[[ Records supplied, beginning ]]

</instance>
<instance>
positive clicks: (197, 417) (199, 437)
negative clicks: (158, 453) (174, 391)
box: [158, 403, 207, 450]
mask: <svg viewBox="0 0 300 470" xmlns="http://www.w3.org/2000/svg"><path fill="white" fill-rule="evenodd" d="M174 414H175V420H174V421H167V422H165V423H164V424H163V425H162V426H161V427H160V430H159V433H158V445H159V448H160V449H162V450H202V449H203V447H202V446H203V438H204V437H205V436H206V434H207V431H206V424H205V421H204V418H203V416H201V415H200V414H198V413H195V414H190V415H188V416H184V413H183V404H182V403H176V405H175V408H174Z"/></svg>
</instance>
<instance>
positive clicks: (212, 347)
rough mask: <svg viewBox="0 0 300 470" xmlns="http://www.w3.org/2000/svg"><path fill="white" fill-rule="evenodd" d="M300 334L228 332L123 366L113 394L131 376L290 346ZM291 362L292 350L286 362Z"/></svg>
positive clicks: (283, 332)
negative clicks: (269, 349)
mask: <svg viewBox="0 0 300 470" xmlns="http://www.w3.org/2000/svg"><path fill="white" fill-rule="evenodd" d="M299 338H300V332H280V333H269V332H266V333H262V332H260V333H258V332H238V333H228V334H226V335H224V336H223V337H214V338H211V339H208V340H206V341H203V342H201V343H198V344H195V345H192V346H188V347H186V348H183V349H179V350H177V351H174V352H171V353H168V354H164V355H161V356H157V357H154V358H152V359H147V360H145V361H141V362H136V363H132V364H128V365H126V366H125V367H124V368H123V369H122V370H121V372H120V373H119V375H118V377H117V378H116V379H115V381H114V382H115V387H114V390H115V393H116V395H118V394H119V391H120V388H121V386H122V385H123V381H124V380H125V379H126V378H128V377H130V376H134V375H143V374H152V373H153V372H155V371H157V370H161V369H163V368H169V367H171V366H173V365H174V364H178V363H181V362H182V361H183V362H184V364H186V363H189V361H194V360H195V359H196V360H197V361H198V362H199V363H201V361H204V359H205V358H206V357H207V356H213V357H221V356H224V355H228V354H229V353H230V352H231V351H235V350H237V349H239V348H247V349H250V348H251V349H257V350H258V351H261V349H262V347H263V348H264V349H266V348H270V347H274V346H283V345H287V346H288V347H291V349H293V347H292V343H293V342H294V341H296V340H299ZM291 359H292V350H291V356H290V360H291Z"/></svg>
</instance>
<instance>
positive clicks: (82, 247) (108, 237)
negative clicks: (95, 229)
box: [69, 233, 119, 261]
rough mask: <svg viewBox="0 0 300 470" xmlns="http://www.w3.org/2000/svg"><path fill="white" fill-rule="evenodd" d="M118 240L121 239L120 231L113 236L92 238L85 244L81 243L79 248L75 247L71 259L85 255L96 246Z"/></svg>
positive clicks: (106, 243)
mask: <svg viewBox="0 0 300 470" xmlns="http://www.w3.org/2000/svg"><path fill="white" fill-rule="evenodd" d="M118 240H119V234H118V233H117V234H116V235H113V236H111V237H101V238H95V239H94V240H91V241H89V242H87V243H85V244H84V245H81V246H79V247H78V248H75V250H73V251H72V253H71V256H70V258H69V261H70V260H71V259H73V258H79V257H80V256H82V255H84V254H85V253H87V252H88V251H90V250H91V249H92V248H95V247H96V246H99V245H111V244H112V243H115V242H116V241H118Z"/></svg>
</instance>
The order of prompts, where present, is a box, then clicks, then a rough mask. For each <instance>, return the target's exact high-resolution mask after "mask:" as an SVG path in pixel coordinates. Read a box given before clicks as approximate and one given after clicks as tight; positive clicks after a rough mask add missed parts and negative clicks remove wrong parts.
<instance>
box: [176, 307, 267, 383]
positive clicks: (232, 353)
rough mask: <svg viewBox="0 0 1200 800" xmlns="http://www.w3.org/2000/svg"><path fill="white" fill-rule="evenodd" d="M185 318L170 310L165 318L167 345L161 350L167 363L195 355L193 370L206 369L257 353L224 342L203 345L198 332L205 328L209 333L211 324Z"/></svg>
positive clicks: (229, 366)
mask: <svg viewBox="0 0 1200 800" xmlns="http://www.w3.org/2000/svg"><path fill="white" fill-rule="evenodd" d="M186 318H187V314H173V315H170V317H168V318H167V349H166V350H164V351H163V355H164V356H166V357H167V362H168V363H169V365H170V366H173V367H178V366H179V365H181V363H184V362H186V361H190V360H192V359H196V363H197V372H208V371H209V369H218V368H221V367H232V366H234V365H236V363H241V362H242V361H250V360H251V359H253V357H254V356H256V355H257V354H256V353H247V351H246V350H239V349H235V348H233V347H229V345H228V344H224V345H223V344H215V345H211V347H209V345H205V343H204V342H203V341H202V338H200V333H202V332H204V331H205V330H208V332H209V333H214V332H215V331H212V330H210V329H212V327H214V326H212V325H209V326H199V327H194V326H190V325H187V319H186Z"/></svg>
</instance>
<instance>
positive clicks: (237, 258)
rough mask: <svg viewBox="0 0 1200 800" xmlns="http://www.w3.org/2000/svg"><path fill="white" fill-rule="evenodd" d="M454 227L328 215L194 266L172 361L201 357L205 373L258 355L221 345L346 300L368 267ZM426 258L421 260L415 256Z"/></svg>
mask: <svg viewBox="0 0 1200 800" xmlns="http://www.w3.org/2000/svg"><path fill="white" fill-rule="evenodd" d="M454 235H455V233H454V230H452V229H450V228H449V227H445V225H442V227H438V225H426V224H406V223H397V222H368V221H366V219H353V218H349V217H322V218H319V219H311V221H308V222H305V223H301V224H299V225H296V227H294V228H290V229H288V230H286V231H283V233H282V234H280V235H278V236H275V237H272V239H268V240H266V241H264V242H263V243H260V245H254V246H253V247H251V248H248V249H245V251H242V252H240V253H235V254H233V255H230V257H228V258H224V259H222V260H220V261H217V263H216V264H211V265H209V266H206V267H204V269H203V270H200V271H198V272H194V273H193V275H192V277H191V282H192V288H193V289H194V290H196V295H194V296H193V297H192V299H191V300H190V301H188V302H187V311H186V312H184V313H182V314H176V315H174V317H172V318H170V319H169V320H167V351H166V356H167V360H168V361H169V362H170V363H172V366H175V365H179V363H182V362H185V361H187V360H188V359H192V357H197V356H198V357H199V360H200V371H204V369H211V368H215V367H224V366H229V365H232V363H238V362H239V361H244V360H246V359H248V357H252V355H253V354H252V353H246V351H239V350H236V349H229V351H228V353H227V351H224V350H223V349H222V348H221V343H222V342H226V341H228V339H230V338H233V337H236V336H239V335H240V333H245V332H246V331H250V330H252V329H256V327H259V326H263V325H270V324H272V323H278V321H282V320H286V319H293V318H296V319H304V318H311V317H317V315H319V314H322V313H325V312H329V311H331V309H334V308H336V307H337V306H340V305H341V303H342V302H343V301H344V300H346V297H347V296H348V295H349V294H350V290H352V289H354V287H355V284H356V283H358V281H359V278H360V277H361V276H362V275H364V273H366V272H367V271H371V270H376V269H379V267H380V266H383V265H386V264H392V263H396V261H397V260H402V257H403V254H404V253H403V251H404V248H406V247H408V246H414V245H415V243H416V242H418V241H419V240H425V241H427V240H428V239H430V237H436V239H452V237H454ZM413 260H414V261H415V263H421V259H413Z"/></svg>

[[ Records supplied, end ]]

-- The problem --
Each record should be repeated in full, exactly as it is written.

-- Written solution --
</instance>
<instance>
positive clicks: (197, 417) (199, 437)
negative clicks: (158, 453) (174, 391)
box: [158, 403, 207, 450]
mask: <svg viewBox="0 0 300 470" xmlns="http://www.w3.org/2000/svg"><path fill="white" fill-rule="evenodd" d="M174 414H175V420H174V421H167V422H165V423H164V424H163V425H162V426H161V427H160V430H159V433H158V445H159V448H160V449H162V450H202V449H203V447H202V446H203V438H204V437H205V436H206V434H207V431H206V424H205V421H204V418H203V416H201V415H200V414H198V413H195V414H190V415H188V416H184V413H183V404H182V403H176V405H175V408H174Z"/></svg>
</instance>
<instance>
positive clicks: (212, 347)
rough mask: <svg viewBox="0 0 300 470" xmlns="http://www.w3.org/2000/svg"><path fill="white" fill-rule="evenodd" d="M300 334L228 332L123 366L113 394L131 376L290 346ZM291 362L292 350L286 362Z"/></svg>
positive clicks: (283, 332)
negative clicks: (269, 349)
mask: <svg viewBox="0 0 300 470" xmlns="http://www.w3.org/2000/svg"><path fill="white" fill-rule="evenodd" d="M299 338H300V332H280V333H269V332H266V333H262V332H260V333H258V332H238V333H228V334H226V335H224V336H223V337H214V338H211V339H208V340H206V341H203V342H201V343H198V344H195V345H192V346H188V347H186V348H183V349H179V350H177V351H174V352H171V353H168V354H164V355H161V356H157V357H154V358H152V359H147V360H145V361H141V362H136V363H132V364H128V365H126V366H125V367H124V368H123V369H122V370H121V372H120V373H119V375H118V377H117V378H116V379H115V381H114V382H115V387H114V390H115V393H116V395H118V394H119V391H120V388H121V386H122V385H123V381H124V380H125V379H126V378H128V377H130V376H134V375H143V374H152V373H153V372H155V371H157V370H161V369H163V368H169V367H171V366H173V365H174V364H178V363H181V362H182V361H183V362H184V364H186V363H189V361H194V360H195V359H196V360H197V361H198V362H199V363H201V361H204V359H205V358H206V357H207V356H213V357H221V356H224V355H228V354H229V353H230V352H231V351H235V350H237V349H239V348H247V349H250V348H251V349H257V350H258V351H261V349H262V347H263V348H264V349H266V348H270V347H274V346H283V345H287V346H288V347H291V349H293V347H292V343H293V342H294V341H296V340H299ZM291 359H292V350H291V356H290V360H291Z"/></svg>
</instance>
<instance>
positive clicks: (82, 247) (108, 237)
negative clicks: (95, 229)
box: [69, 233, 119, 261]
rough mask: <svg viewBox="0 0 300 470" xmlns="http://www.w3.org/2000/svg"><path fill="white" fill-rule="evenodd" d="M118 240L121 239L120 231L113 236L92 238L85 244L81 243L79 248L75 247L71 259L85 255L96 246Z"/></svg>
positive clicks: (106, 243)
mask: <svg viewBox="0 0 300 470" xmlns="http://www.w3.org/2000/svg"><path fill="white" fill-rule="evenodd" d="M118 240H119V234H118V233H117V234H116V235H113V236H111V237H101V238H95V239H94V240H91V241H89V242H87V243H85V244H84V245H81V246H79V247H78V248H75V250H73V251H72V253H71V256H70V258H69V261H70V260H71V259H73V258H79V257H80V256H82V255H84V254H85V253H87V252H88V251H90V250H91V249H92V248H95V247H96V246H99V245H111V244H112V243H115V242H116V241H118Z"/></svg>
</instance>
The order of prompts, where present, is a box, then clicks, then a rough mask. For each <instance>, return the target's exact high-resolution mask after "mask:" as an SVG path in pixel coordinates. Read a box given before clicks as approximate and one given after clicks as tight; positive clicks after a rough mask add missed parts and negative clicks remove wrong parts.
<instance>
box: [176, 307, 267, 383]
positive clicks: (232, 353)
rough mask: <svg viewBox="0 0 1200 800" xmlns="http://www.w3.org/2000/svg"><path fill="white" fill-rule="evenodd" d="M185 318L170 310L165 318L167 345L161 350L167 363L195 355L193 370L206 369L257 353L224 342L203 345L198 332L205 328L209 333L211 324Z"/></svg>
positive clicks: (229, 366)
mask: <svg viewBox="0 0 1200 800" xmlns="http://www.w3.org/2000/svg"><path fill="white" fill-rule="evenodd" d="M186 318H187V314H173V315H170V317H168V318H167V349H166V350H164V351H163V355H164V356H166V357H167V362H168V363H169V365H170V366H173V367H178V366H179V365H181V363H184V362H186V361H190V360H192V359H196V363H197V372H208V371H209V369H218V368H221V367H232V366H234V365H236V363H241V362H242V361H250V360H251V359H253V357H254V356H256V355H257V354H256V353H247V351H246V350H239V349H235V348H233V347H229V345H228V344H224V345H223V344H215V345H211V347H209V345H205V343H204V342H203V341H202V338H200V333H202V332H204V331H205V330H208V332H209V333H214V332H215V331H212V330H210V329H212V327H214V326H212V325H209V326H199V327H194V326H190V325H187V319H186Z"/></svg>
</instance>
<instance>
positive clicks: (237, 258)
rough mask: <svg viewBox="0 0 1200 800" xmlns="http://www.w3.org/2000/svg"><path fill="white" fill-rule="evenodd" d="M454 227L328 215L194 266L172 361L201 357L205 373L258 355L221 345L346 300L368 267ZM426 258L421 260L415 256Z"/></svg>
mask: <svg viewBox="0 0 1200 800" xmlns="http://www.w3.org/2000/svg"><path fill="white" fill-rule="evenodd" d="M454 235H455V233H454V230H452V229H450V228H449V227H445V225H442V227H438V225H426V224H406V223H397V222H368V221H366V219H353V218H349V217H322V218H319V219H311V221H308V222H305V223H301V224H299V225H296V227H294V228H290V229H288V230H286V231H283V233H282V234H280V235H278V236H275V237H272V239H268V240H266V241H264V242H263V243H260V245H254V246H253V247H251V248H248V249H245V251H242V252H240V253H235V254H233V255H230V257H228V258H224V259H222V260H220V261H217V263H216V264H211V265H209V266H206V267H204V269H203V270H200V271H198V272H194V273H193V275H192V277H191V282H192V288H193V289H194V290H196V295H194V296H193V297H192V299H191V300H190V301H188V302H187V311H186V312H184V313H182V314H176V315H174V317H172V318H170V319H169V320H167V351H166V356H167V360H168V361H169V362H170V363H172V366H175V365H179V363H182V362H185V361H187V360H188V359H192V357H197V356H198V357H199V360H200V371H204V369H211V368H215V367H224V366H229V365H232V363H238V362H239V361H244V360H246V359H248V357H252V355H253V354H252V353H246V351H239V350H236V349H229V351H228V353H227V351H224V350H223V349H222V348H221V343H222V342H226V341H228V339H230V338H233V337H236V336H239V335H240V333H245V332H246V331H250V330H252V329H256V327H259V326H263V325H270V324H272V323H278V321H282V320H286V319H293V318H296V319H304V318H311V317H317V315H319V314H322V313H325V312H329V311H331V309H334V308H336V307H337V306H340V305H341V303H342V302H343V301H344V300H346V297H347V296H348V295H349V294H350V290H352V289H354V287H355V284H356V283H358V281H359V278H360V277H361V276H362V275H364V273H366V272H367V271H371V270H376V269H379V267H380V266H383V265H386V264H392V263H396V261H397V260H402V257H403V254H404V253H403V251H404V248H406V247H408V246H414V245H415V243H416V242H418V241H419V240H425V241H427V240H428V239H430V237H436V239H452V237H454ZM413 260H414V261H415V263H421V259H413Z"/></svg>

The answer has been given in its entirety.